LIST OF TASKS —
1/ Answer these from the text about Harmony Grove High School, each in a few words.
(a) In which county and state is the school located?
(b) Which curriculum does the assumed course of study follow?
(c) What are the school colors?
2/ In the text about Harmony Grove High School, render this sentence in Spanish: "The mascot and athletic emblem for Harmony Grove High School is the Hornet with black, gold and white serving as school colors."
3/ Reproduce everything in the text about Harmony Grove High School from "Harmony Grove High School is a" down to "Grove School District.", changing "Ouachita County" to "Nevada County".

TEXT TO READ —
Harmony Grove High School is a comprehensive public high school that provides secondary education for students in grades seven through twelve; it is located in rural, distant unincorporated Ouachita County, Arkansas, United States, with a Camden postal address. The school is often referred to as Camden Harmony Grove High School, in reference to the postal designation, to distinguish this school from another of the same name within Arkansas. It is a part of the Harmony Grove School District.

Academics 
The assumed course of study for students follow the Smart Core curriculum developed by the Arkansas Department of Education (ADE). Students complete regular (core and elective) and career focus courses and exams and may select Advanced Placement (AP) coursework and exams that provide an opportunity for college credit. The school is accredited by the ADE and has been accredited by AdvancED since 1989.

Athletics 
The mascot and athletic emblem for Harmony Grove High School is the Hornet with black, gold and white serving as school colors.

GIVEN DATA —
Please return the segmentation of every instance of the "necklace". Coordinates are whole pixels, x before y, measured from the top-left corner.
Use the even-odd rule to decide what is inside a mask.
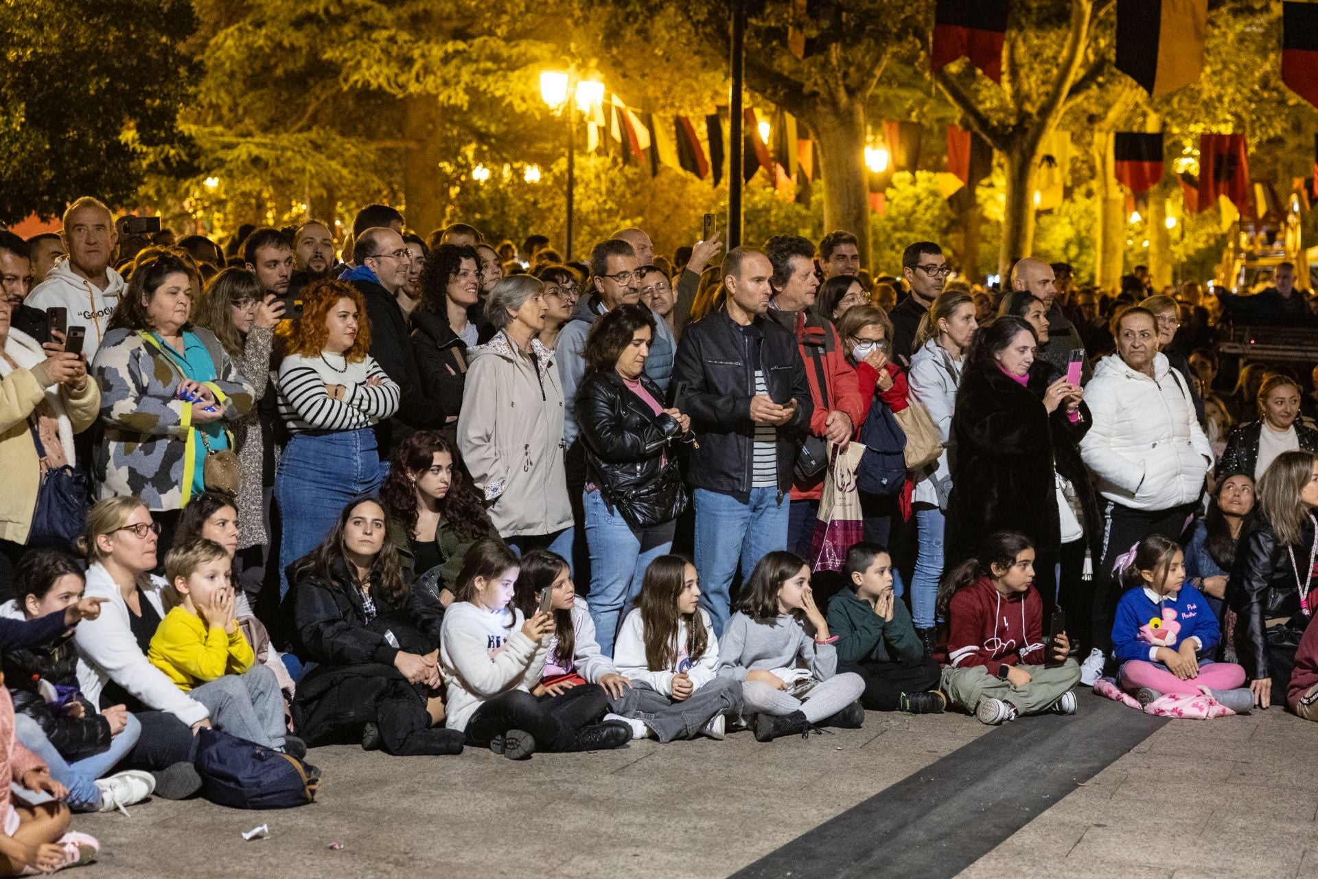
[[[1296,588],[1300,589],[1300,609],[1309,614],[1309,589],[1314,579],[1314,561],[1318,561],[1318,519],[1314,514],[1309,514],[1309,521],[1314,523],[1314,542],[1313,547],[1309,550],[1309,575],[1305,577],[1304,585],[1300,582],[1300,565],[1296,564],[1296,551],[1293,547],[1286,547],[1286,552],[1290,553],[1290,568],[1296,572]]]
[[[320,360],[324,360],[326,366],[328,366],[330,369],[335,370],[340,376],[343,373],[348,372],[348,358],[347,357],[344,358],[343,369],[339,369],[337,366],[335,366],[333,364],[331,364],[328,360],[326,360],[326,354],[324,354],[323,351],[320,352]]]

RESPONSES PER TASK —
1/
(a) Ouachita County, Arkansas.
(b) The Smart Core curriculum developed by the Arkansas Department of Education.
(c) Black, gold and white.

2/ La mascota y el emblema deportivo de Harmony Grove High School es el Hornet, con el negro, el dorado y el blanco como colores de la escuela.

3/
Harmony Grove High School is a comprehensive public high school that provides secondary education for students in grades seven through twelve; it is located in rural, distant unincorporated Nevada County, Arkansas, United States, with a Camden postal address. The school is often referred to as Camden Harmony Grove High School, in reference to the postal designation, to distinguish this school from another of the same name within Arkansas. It is a part of the Harmony Grove School District.